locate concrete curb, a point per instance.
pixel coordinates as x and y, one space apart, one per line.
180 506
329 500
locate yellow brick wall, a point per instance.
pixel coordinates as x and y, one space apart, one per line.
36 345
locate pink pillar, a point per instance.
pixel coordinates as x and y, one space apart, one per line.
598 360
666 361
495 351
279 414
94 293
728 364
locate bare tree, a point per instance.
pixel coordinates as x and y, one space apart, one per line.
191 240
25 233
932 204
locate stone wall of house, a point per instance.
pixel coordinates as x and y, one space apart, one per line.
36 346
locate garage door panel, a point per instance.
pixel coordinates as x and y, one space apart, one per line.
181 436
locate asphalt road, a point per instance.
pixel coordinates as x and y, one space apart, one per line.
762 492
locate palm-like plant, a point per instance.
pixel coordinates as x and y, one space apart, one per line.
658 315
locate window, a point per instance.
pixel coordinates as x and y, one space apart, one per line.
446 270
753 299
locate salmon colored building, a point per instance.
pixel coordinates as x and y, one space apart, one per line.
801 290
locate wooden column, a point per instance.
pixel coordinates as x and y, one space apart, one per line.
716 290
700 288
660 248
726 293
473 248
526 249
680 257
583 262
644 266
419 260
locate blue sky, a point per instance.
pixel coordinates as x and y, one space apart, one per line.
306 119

-------------------------

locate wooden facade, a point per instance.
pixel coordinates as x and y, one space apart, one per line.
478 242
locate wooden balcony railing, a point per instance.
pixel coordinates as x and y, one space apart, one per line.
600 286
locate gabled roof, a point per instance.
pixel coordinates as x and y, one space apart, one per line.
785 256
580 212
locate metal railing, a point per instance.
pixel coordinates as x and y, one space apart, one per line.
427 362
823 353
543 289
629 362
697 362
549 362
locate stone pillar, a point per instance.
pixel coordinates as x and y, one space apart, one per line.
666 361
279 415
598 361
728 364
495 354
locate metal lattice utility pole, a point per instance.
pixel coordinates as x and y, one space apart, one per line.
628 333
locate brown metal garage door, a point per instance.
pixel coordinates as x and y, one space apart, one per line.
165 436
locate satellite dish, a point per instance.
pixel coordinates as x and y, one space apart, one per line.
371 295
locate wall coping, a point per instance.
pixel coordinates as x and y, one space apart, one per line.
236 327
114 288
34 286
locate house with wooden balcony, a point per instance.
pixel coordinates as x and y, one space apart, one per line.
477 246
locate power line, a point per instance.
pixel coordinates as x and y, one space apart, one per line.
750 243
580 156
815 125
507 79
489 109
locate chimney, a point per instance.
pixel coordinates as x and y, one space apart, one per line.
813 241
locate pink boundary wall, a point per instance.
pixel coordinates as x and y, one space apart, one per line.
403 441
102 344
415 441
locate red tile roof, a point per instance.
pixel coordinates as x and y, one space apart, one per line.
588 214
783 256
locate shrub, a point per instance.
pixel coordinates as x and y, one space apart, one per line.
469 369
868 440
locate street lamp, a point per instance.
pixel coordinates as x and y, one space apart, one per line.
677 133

-------------------------

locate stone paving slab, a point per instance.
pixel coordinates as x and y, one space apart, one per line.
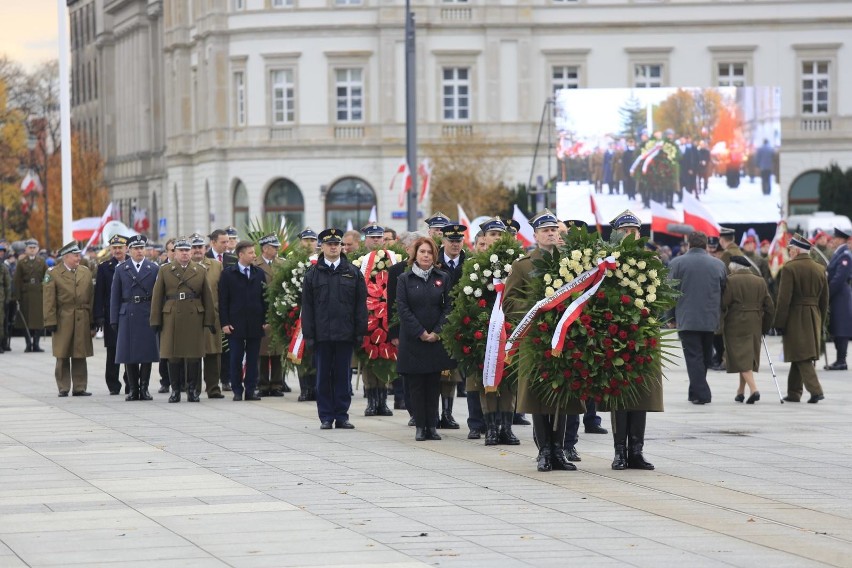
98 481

-------------------------

YOUR TASK:
Retype the portion of the data above that starts on the line with "locate wooden column, a point per instance." and finishes on the line with "locate blue sky, a point per instance.", including both of those lines.

ANSWER TO THIS PROBLEM:
locate wooden column, a point per instance.
pixel coordinates as x and y, one space apart, one per line.
716 290
700 288
660 248
726 293
473 248
526 249
680 257
583 262
644 266
419 260
locate blue sky, a point per instance.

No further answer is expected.